* [Problems]
**a)** Rewrite the TNT Express profile from "The division, which" to "almost 1,000 depots.", putting "trucks" in place of "vehicles".
**b)** Write the next part of the TNT Express profile, picking up after its last line.

* [Document text]
......

TNT Express

About the company

TNT Express – the business-to-business wing of TNT, Europe’s leading package delivery and logistics group – benchmarks itself against investment banks, telecom giants and major airlines in terms of its vast transaction volumes and the degree to which its business lives or dies on the quality and robustness of its technology.

The division, which employs 50,000 people and generates revenues of over E4 billion, operates in over 100 countries, distributing close to 200 million consignments each year via 19,000 vehicles, 42 aircraft and almost 1,000 depots.

The IT engine behind that operation handles almost 2 billion transactions a year and is provided by 500 IT staff in the UK – mostly based at its Atherstone data centre near Birmingham – and another 500 spread around the world in local support functions. Together with an offshore capability in India, they put in 250 man-days of development work annually and manage over 120 applications, from package ‘track and trace’ and the in-cab, mobile systems through to more standard front- and back-office systems.

In support of that, Dr Shwan Moubarak, director of information and communication services, and a member of the TNT Express management board, has led his organisation through a quality programme that culminated in October 2005 with the winning of the European Quality Award organised by the European Foundation for Quality Management (EFQM).

Moubarak, who joined TNT in 1990, takes a highly pragmatic approach to the introduction of new technology, whether it is SAP, GPS or RFID, ensuring that innovation and the application of technology – as well as system refreshes and standardisation – always deliver direct benefit to the business.

Information Age (IA): TNT has committed to extensive IT investment in pursuit of competitive edge. Where has that investment been most effective?

Shwan Moubarak (SM): The whole emphasis from our point of view is that while we are proud of our strong road and air network in Europe, we also look at our electronic network as a competitive advantage. Everywhere in the world our international business is the same standardised system. So, from a customer point of view sending internationally from Kuala Lumpur or Sydney or London, there is one view of data, one set of interfaces – the GlobalLink system – and the same track and trace system around the world.

We have one standard infrastructure and one standard set of applications throughout the world. Now we are standardising the back-office around SAP and then going forward we are implementing a common, integrated system for domestic and international together.

(IA): Aside from competitive advantage through standardised infrastructure, clearly companies in your sector have garnered considerable advantage by exploiting emerging technologies. Is RFID [radio frequency identification] the next big differentiator?

......

* [Data excerpts]
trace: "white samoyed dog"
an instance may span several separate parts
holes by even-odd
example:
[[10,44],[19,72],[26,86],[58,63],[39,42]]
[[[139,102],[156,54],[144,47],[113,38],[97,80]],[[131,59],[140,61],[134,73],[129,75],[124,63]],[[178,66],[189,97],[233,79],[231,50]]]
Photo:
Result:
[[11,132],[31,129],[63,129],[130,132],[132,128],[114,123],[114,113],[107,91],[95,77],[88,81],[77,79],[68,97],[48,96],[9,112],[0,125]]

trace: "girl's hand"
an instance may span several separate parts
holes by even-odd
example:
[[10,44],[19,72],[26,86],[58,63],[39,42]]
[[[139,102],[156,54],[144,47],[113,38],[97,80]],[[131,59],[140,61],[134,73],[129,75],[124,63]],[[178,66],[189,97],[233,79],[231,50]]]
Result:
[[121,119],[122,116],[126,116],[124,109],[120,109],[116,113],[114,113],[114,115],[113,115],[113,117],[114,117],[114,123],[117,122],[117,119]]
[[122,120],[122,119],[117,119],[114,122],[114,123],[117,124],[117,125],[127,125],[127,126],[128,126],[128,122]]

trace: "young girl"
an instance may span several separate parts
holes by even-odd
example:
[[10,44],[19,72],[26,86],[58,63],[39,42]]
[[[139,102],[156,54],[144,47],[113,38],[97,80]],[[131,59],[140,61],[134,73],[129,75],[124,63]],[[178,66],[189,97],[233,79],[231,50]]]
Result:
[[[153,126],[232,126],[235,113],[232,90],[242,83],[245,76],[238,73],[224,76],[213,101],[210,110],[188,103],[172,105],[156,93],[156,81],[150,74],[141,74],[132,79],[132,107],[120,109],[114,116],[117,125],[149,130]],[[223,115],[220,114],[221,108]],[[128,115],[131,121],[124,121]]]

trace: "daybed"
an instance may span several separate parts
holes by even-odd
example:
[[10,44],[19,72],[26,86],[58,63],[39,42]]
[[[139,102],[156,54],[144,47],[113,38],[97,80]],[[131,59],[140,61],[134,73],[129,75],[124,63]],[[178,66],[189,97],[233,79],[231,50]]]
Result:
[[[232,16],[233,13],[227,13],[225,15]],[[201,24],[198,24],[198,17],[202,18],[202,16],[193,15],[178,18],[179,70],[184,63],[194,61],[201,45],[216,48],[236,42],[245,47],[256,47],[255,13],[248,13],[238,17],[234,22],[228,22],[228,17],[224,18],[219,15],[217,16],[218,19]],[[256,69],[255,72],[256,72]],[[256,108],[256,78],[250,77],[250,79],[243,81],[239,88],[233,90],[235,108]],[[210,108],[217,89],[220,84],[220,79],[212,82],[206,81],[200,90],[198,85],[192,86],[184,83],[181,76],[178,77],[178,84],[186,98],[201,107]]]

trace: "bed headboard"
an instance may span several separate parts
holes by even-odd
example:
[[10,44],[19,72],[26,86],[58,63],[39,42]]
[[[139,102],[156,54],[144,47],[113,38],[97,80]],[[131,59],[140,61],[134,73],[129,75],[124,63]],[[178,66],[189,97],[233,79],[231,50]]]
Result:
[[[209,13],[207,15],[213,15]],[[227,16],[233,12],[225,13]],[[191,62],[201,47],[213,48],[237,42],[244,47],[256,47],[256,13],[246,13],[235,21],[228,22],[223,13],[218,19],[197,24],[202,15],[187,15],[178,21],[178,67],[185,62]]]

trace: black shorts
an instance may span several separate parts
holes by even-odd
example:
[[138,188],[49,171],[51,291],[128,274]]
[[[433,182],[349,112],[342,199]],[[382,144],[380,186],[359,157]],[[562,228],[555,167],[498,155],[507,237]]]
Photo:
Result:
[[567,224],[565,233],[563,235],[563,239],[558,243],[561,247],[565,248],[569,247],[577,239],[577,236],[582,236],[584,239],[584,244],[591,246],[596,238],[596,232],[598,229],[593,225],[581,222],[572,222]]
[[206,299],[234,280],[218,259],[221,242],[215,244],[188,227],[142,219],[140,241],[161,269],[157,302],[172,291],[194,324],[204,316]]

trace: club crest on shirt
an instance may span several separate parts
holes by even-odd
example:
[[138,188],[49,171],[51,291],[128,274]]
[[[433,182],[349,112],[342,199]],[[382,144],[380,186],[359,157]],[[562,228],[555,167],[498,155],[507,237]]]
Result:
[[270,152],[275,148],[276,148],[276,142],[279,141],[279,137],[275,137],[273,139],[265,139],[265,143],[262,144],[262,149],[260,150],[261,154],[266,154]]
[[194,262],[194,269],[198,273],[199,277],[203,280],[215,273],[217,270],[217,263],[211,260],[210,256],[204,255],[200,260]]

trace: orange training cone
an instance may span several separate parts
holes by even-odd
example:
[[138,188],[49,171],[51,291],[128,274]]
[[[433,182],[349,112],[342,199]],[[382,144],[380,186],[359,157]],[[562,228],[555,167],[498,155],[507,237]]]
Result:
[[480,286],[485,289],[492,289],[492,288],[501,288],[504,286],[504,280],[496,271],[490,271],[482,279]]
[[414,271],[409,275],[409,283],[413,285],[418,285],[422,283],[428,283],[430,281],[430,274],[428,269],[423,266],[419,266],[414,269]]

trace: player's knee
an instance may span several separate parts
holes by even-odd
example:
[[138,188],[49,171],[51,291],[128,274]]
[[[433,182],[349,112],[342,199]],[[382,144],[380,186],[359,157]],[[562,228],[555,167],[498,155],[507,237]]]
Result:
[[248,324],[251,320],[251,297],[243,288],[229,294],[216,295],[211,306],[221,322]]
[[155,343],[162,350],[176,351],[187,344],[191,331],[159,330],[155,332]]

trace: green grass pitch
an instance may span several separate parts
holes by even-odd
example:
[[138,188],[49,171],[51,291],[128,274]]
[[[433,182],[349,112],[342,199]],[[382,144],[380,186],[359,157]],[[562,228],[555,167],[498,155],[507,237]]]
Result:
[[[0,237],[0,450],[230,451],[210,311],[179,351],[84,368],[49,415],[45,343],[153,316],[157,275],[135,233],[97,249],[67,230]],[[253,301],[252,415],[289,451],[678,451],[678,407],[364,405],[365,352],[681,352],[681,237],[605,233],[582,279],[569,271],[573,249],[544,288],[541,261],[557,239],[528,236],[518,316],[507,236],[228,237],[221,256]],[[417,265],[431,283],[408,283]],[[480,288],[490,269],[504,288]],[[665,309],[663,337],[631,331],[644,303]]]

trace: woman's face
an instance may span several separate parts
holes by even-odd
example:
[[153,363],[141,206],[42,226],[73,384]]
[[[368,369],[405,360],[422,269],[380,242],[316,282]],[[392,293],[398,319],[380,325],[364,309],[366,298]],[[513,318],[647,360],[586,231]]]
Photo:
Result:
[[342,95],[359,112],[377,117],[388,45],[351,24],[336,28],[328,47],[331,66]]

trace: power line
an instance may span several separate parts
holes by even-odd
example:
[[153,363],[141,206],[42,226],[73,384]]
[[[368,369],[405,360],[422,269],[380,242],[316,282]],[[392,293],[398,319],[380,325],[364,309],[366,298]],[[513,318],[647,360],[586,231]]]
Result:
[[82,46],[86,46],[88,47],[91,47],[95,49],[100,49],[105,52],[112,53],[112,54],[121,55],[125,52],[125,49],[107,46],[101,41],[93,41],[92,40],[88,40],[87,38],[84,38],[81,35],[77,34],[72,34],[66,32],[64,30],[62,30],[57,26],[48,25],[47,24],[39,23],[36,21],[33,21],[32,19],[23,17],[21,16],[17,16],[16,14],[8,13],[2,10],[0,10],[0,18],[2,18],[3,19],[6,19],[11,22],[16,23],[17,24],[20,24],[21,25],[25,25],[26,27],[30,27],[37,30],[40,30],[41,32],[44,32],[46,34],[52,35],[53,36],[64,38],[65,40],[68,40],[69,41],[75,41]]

......

* [Expected results]
**a)**
The division, which employs 50,000 people and generates revenues of over E4 billion, operates in over 100 countries, distributing close to 200 million consignments each year via 19,000 trucks, 42 aircraft and almost 1,000 depots.

**b)**
(SM): We have case studies with our major accounts where RFID is highly successful, but it’s really a mutual thing. Today we produce a [paper] label, a barcode and we scan that throughout all our activities and provide related information to the customer. The question you then have to ask is: ‘So what is the difference between RFID tagging and a label?’. The truth is it is the same. As I say to our major customers – and they are shocked when I tell them this – we will track your package anywhere you want, provided that when you manufacture the product, you put the tag on it. Then I will read it throughout my organisation, and I’ll give the information back to you. So the real challenge is, if you want a complete 100% benefit of RFID, then you, as the manufacturer of goods, need to put it on when you produce the part.

So if the business case justifies it and there is an agreement with the customer, then we can do it. Just think, on a global basis, in every depot, every hub, every gateway we would have to have stations that could read these tags as well as a related – and parallel – operational process [for barcodes].

A few years ago, the cost was high but it has come down dramatically. The real barrier is finding the right business case for it, making sure you are taking advantage of it from beginning to end. Today most customers say they can already do what they need to do with a label.

CV

Name: Dr Shwan Moubarak

Company: TNT Express

Title: Director of information and communication services

Key challenge: To sustain a highly robust, scalable IT architecture that is capable of handling vast transaction volumes and yet is responsive to business demand for innovative technology.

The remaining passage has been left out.